TASK GOAL:
Render every line of the entries below as a numbered list, omitting any blank lines.

SOURCE MATERIAL:
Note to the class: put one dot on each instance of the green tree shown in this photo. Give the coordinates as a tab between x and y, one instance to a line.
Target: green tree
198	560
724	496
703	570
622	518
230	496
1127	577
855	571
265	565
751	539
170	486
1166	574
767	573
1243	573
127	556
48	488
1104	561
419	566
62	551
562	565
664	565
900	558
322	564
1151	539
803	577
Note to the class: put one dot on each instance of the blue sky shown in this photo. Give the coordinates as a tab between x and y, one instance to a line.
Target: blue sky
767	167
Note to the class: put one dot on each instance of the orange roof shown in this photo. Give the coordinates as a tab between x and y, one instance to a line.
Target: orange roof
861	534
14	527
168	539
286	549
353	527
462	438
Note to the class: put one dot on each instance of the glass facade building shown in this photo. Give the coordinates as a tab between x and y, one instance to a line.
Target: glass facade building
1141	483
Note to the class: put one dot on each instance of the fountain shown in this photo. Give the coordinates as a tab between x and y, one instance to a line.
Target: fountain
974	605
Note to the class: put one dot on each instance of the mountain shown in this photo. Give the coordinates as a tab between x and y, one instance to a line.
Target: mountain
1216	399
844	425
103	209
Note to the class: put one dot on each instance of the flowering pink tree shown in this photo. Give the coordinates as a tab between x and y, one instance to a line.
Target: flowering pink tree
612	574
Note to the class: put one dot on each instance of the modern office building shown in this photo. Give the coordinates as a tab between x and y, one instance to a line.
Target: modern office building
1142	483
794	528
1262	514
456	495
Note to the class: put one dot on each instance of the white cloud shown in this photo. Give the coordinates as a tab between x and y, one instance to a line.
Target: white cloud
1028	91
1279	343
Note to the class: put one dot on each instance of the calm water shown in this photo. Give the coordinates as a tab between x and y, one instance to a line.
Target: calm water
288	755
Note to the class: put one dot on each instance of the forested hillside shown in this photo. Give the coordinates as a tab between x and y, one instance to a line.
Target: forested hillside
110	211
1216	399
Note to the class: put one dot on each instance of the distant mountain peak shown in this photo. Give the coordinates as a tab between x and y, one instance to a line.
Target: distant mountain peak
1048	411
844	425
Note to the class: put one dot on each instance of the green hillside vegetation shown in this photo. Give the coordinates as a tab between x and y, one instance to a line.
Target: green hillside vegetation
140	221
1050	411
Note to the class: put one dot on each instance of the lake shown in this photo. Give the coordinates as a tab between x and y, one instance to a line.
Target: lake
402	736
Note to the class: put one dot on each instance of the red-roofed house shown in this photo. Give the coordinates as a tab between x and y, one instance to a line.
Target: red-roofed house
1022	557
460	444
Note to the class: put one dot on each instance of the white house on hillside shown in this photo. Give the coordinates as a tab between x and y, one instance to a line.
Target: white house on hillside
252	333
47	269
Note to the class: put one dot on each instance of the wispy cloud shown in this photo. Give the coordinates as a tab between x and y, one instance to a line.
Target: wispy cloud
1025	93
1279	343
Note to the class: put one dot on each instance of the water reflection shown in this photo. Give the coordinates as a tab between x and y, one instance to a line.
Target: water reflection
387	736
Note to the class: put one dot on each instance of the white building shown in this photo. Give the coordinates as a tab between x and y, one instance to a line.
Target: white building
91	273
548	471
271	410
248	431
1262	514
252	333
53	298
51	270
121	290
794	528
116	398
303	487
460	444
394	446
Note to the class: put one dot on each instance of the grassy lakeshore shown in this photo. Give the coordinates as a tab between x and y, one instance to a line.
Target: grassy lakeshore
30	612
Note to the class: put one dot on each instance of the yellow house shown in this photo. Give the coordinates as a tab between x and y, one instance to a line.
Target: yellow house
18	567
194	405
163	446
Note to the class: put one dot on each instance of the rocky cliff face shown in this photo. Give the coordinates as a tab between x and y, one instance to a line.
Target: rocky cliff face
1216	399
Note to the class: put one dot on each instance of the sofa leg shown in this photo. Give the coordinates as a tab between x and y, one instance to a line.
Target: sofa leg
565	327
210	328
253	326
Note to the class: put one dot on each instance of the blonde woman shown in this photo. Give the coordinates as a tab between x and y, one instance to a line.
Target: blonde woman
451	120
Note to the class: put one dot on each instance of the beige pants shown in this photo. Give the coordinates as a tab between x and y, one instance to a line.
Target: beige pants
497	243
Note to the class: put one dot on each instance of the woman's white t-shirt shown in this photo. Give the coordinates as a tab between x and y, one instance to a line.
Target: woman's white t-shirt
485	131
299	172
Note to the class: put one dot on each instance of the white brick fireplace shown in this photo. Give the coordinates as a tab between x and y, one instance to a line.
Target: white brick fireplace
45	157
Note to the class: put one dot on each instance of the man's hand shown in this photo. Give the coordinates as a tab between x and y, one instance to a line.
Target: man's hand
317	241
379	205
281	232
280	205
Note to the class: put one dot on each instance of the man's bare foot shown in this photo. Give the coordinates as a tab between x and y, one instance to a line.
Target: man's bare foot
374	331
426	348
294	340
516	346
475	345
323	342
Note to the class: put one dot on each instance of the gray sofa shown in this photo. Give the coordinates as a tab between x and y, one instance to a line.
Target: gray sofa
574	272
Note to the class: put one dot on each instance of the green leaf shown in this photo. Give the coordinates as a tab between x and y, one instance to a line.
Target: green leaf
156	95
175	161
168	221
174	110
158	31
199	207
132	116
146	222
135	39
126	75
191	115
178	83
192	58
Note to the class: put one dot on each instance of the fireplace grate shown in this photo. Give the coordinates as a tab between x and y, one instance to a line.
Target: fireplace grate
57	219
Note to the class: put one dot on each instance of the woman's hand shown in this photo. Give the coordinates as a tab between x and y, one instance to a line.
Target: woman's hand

WORKED ANSWER:
1. Note to the class: put one dot on each instance of the green tree shown in this photo. Give the coordinates as a tab between x and y, one instance to a line.
2. Target: green tree
3. 198	560
4. 724	496
5. 703	570
6. 622	518
7. 230	496
8. 1127	577
9. 855	571
10. 265	565
11. 751	539
12. 170	486
13. 1166	574
14. 767	573
15. 1243	573
16. 127	556
17. 48	488
18. 1104	561
19. 419	566
20. 62	551
21. 562	565
22. 664	565
23. 900	558
24. 322	564
25. 1151	539
26. 803	577
27. Note to the class: put one dot on each instance of the blue sky shown in this photo. Give the coordinates as a tab between x and y, one instance to a line.
28. Target: blue sky
29. 767	167
30. Note to the class: put one dot on each instance of the orange roof shown in this photo. Give the coordinates as a tab between x and y, one instance to a line.
31. Target: orange roof
32. 861	534
33. 14	527
34. 168	539
35. 286	549
36. 353	527
37. 462	438
38. Note to the class: put one dot on each instance of the glass facade building shown in this photo. Give the coordinates as a tab between x and y, one instance to a line.
39. Target: glass facade building
40. 1141	483
41. Note to the class: put one dot on each instance of the fountain shown in this photo. Give the coordinates as a tab between x and y, one instance to a line.
42. Target: fountain
43. 974	605
44. Note to the class: put one dot on each instance of the mountain shown in this photo. Give the coordinates as a tab between x and y, one instance to a line.
45. Target: mountain
46. 1216	399
47. 844	425
48. 103	209
49. Note to the class: put one dot on each instance of the flowering pink tree shown in this photo. Give the coordinates as a tab between x and y, one instance to a line.
50. Target: flowering pink tree
51. 612	574
52. Note to the class: put one dot on each instance of the modern office building shown in this photo. Give the coordinates as a tab between x and y, one instance to a line.
53. Target: modern office building
54. 1142	483
55. 794	528
56. 1262	514
57. 456	495
58. Note to the class: put one dot on each instance of the white cloud shown in this photo. Give the coordinates as a tab between x and y, one instance to a line.
59. Target: white cloud
60. 1028	91
61. 1279	343
62. Note to the class: put one dot on each instance of the calm water shown in this photo. Give the coordinates as a tab between x and y, one instance to a line.
63. Target: calm water
64. 288	755
65. Note to the class: put one dot on each instance of the forested hillside shown in this photo. Give the coordinates as a tab between x and y, one instance to a line.
66. Target: forested hillside
67. 110	211
68. 1216	399
69. Note to the class: put one dot on each instance of the distant mountain peak shown in this photo. Give the coordinates as a tab between x and y, one instance to a line.
70. Target: distant mountain peak
71. 1048	411
72. 844	425
73. Note to the class: put one dot on each instance of the green hillside vegetation shown in this photo. Give the coordinates as a tab between x and y, one instance to a line.
74. Target: green hillside vegetation
75. 140	221
76. 1050	411
77. Note to the class: put one dot on each instance of the lake shown in this photo. Give the coordinates as a tab between x and y, one instance to a line.
78. Target: lake
79. 402	736
80. Note to the class: put one dot on each instance of the red-roofed house shown in this photo. Give the coordinates as a tab between x and y, one instance to a line.
81. Target: red-roofed house
82. 1022	557
83. 460	444
84. Note to the class: put one dot on each instance of the white house on hillside shown in this photo. Give the coordinates as a tab between x and y, one instance to a line.
85. Target: white house on hillside
86. 252	333
87. 47	269
88. Note to the class: put one dot on each instance of the wispy cloud shown in this photo. Give the coordinates as a tab between x and y, one instance to a line.
89. Target: wispy cloud
90. 1025	93
91. 1279	343
92. Note to the class: put one dot on each instance of the water reflection shown in this photo. Give the coordinates as a tab between x and y, one instance to a line.
93. Target: water reflection
94. 387	736
95. Note to the class: put one dot on each instance of the white building shown in this photo. Give the coordinates as a tab between x and y, one instance to a line.
96. Target: white building
97. 91	273
98. 548	471
99. 271	410
100. 248	431
101. 1262	514
102. 252	333
103. 53	298
104. 51	270
105. 121	290
106. 794	528
107. 116	398
108. 303	487
109. 460	444
110. 394	446
111. Note to the class: put one dot on each instance of the grassy lakeshore shown in this photo. Give the coordinates as a tab between x and y, one instance to a line.
112. Target: grassy lakeshore
113. 30	612
114. Note to the class: put one dot on each instance of the yellow house shown in this photo. Give the coordinates as a tab between x and y, one instance to a line.
115. Target: yellow house
116. 18	567
117. 194	405
118. 163	446
119. Note to the class: put one dot on each instance of the rocky cliff face shown in this photo. Give the coordinates as a tab between x and y, one instance to a line.
120. Target: rocky cliff face
121. 1216	399
122. Note to the class: put one dot on each instance of the sofa leg shown in this photo. Give the coordinates as a tab between x and y, one instance to a line.
123. Target: sofa leg
124. 565	327
125. 210	328
126. 253	326
127. Note to the class: put one dot on each instance of the blonde woman shown in this photo. Give the coordinates as a tab between x and y, one instance to a line.
128. Target: blonde woman
129. 451	120
130. Note to the class: put one dot on each instance of the beige pants shown in this photo. Give the coordinates as a tab between x and y, one instance to a line.
131. Target: beige pants
132. 497	243
133. Note to the class: put one dot on each instance of the woman's white t-shirt shown in this photo. Give the coordinates as a tab between x and y, one instance to a line.
134. Target: woman's white t-shirt
135. 485	131
136. 299	172
137. Note to the class: put one dot on each instance of the white brick fireplace shown in this photo. Give the coordinates as a tab between x and y, one instance to a line.
138. Target: white brick fireplace
139. 45	157
140. Note to the class: put one dot on each instance of the man's hand shown in this photo. Give the coordinates as a tab between x and y, one instance to a line.
141. Target: man's hand
142. 317	241
143. 379	205
144. 281	232
145. 280	205
146. Note to the class: put one dot on each instance of the man's bare foot shown in this photo. Give the coordinates as a tab between x and y, one instance to a line.
147. Target: man's bare foot
148. 374	331
149. 426	348
150. 294	340
151. 516	346
152. 475	345
153. 323	342
154. Note to the class: put one dot on each instance of the gray sofa shown in this photo. Give the coordinates as a tab between x and y, one instance to a line.
155. Target: gray sofa
156. 574	272
157. Note to the class: put one dot on each instance of the green leaf shown in this photo. Give the coordinates as a tab between x and y, one instance to a line.
158. Target: green leaf
159. 156	95
160. 175	161
161. 168	221
162. 174	110
163. 158	31
164. 199	207
165. 132	116
166. 146	222
167. 135	39
168. 126	75
169. 191	115
170. 178	83
171. 192	58
172. Note to the class: put one dot on each instance of the fireplace grate shown in this photo. Give the coordinates as a tab between x and y, one instance to a line.
173. Target: fireplace grate
174. 57	219
175. Note to the class: put one dot on each instance of the woman's hand shown in this photo. Give the coordinates as a tab between x and y, one instance to a line.
176. Target: woman's hand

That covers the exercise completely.